Put the lines from the one holding "query | cap brim" through the end of the entries, both ends included, into a numbered list, skipping any blank lines.

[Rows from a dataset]
===============
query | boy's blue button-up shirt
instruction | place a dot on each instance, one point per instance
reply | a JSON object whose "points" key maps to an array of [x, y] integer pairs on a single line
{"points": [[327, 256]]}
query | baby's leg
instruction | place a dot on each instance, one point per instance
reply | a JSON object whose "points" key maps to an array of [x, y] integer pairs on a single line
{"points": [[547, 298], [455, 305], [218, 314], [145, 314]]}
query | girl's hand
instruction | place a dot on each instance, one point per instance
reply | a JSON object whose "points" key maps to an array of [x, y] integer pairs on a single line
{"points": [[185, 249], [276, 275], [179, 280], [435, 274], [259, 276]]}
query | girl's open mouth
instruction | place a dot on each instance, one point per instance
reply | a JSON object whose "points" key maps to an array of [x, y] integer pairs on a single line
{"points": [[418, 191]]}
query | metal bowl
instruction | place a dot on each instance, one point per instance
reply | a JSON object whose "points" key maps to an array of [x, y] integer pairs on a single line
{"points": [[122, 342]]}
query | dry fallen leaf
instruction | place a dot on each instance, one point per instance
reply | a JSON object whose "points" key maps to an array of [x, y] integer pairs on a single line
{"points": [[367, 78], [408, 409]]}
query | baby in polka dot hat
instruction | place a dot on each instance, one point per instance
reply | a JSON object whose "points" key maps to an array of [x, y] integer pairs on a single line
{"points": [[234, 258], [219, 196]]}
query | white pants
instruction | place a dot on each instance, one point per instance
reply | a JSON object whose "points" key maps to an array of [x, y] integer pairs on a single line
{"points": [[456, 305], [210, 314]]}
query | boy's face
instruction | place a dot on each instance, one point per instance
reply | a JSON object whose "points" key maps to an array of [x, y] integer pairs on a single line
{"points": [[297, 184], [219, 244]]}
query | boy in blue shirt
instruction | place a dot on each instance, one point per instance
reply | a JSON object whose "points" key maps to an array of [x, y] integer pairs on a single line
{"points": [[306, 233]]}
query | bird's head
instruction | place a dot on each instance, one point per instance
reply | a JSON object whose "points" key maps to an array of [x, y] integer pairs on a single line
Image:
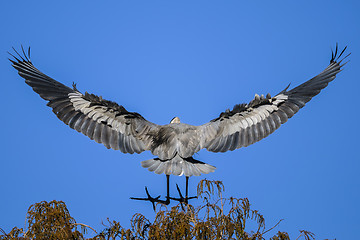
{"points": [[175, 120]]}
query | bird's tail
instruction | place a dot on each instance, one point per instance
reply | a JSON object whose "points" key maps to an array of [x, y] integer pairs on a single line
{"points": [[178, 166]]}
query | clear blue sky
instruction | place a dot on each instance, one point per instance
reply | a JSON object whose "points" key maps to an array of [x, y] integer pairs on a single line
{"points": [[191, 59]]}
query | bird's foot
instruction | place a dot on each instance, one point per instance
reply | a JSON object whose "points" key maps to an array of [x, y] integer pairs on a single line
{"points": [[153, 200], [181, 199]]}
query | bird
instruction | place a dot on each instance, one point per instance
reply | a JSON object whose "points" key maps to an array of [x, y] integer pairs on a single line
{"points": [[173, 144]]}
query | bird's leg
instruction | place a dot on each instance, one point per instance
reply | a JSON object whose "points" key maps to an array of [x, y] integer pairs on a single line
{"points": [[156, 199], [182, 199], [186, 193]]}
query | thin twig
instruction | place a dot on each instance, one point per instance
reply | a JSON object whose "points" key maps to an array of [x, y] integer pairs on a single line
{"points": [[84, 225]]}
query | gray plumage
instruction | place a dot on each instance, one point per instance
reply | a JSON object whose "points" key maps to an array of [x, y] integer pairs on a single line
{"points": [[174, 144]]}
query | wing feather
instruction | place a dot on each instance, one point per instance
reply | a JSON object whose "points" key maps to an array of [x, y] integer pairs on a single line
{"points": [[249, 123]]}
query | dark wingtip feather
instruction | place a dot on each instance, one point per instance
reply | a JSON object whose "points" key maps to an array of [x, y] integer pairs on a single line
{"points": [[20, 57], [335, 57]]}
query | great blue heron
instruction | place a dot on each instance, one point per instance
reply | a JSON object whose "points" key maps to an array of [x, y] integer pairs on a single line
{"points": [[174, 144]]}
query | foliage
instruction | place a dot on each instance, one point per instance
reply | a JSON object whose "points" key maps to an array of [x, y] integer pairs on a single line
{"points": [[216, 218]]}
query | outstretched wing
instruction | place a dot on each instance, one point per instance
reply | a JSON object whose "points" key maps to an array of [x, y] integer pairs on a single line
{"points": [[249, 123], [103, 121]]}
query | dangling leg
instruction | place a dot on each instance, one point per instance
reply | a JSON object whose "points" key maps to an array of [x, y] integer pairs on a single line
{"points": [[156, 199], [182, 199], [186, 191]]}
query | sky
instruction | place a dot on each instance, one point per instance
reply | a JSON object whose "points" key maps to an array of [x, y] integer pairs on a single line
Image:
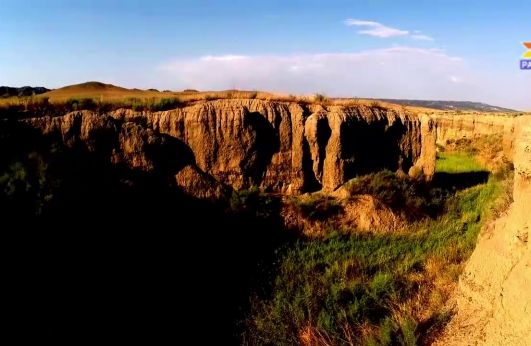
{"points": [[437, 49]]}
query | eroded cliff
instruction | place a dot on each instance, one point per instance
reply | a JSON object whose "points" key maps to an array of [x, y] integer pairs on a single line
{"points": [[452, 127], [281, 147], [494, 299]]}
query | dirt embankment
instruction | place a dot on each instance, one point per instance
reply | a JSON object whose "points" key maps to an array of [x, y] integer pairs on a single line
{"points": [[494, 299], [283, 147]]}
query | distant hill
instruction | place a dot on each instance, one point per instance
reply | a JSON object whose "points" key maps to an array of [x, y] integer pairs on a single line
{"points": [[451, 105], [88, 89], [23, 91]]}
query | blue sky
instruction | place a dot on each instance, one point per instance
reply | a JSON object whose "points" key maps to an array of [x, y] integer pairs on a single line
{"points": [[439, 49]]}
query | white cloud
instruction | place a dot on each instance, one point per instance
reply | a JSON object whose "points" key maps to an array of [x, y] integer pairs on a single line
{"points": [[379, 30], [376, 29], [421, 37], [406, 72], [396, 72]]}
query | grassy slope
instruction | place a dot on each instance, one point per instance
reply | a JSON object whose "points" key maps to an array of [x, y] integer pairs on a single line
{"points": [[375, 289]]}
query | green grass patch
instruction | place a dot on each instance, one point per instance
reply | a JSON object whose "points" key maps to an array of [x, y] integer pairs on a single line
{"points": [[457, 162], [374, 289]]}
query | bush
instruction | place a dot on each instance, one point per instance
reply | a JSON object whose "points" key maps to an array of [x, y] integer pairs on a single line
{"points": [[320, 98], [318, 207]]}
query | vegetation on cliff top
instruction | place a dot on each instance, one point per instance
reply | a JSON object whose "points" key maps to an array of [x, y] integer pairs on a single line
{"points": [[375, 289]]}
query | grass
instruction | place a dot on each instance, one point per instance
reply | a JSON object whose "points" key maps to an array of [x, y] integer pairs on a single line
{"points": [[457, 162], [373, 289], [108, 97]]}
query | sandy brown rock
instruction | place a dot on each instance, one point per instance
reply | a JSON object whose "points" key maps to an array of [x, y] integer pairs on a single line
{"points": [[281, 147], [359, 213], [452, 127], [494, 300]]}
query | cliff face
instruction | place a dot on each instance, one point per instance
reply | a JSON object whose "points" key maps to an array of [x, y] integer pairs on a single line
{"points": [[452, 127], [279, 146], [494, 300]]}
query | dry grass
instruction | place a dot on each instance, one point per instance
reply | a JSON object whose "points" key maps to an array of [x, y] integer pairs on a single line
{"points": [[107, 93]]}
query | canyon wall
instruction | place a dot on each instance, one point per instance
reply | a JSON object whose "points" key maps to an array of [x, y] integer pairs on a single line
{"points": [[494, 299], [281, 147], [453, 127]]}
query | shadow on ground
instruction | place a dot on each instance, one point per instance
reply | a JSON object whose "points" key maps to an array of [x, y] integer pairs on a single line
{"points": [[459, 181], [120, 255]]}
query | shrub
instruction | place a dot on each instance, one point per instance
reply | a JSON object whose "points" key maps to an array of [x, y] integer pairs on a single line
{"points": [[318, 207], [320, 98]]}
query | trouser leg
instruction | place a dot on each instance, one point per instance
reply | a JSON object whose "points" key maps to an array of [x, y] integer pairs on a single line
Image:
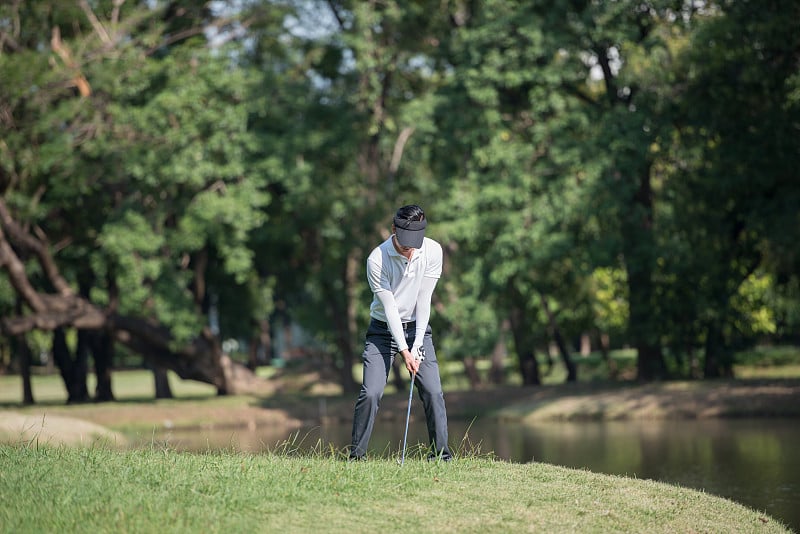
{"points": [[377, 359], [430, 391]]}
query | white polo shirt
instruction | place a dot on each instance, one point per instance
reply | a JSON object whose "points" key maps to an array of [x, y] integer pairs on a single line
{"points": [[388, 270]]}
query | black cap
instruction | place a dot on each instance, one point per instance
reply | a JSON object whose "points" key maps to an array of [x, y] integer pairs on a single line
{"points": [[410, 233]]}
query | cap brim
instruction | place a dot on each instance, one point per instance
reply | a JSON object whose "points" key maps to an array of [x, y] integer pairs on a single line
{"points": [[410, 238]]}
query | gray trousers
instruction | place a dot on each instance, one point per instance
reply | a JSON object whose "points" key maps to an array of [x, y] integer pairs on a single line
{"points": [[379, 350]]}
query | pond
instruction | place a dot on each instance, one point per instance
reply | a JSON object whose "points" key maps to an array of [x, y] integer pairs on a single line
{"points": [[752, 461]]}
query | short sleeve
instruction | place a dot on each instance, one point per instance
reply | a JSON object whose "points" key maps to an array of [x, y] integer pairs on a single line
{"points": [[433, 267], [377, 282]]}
===============
* Correct output
1. query | cap brim
2. instruction | place a dot on each instance, one point per instance
3. reply | a JSON object whose "points" key maps to an array of [x, y] integer pairs on a single line
4. {"points": [[410, 238]]}
5. query | gray trousers
6. instruction | place a dot on each instance, one point per instance
7. reply | a JSON object whose "points" key maps to an array of [x, y] integer pairs on a single line
8. {"points": [[379, 350]]}
9. query | pond
10. instruction | place a dot on each instance, one point per instance
11. reply | a JSON object whose "points" key maps to an array of [x, y] integer pairs on a single line
12. {"points": [[752, 461]]}
13. query | short sleeve
14. instruction | place a dot on each instance, one point per instance
15. reply | a JSON object whose "points" key maps to an array of [x, y] integer pairs on a single line
16. {"points": [[433, 267], [377, 282]]}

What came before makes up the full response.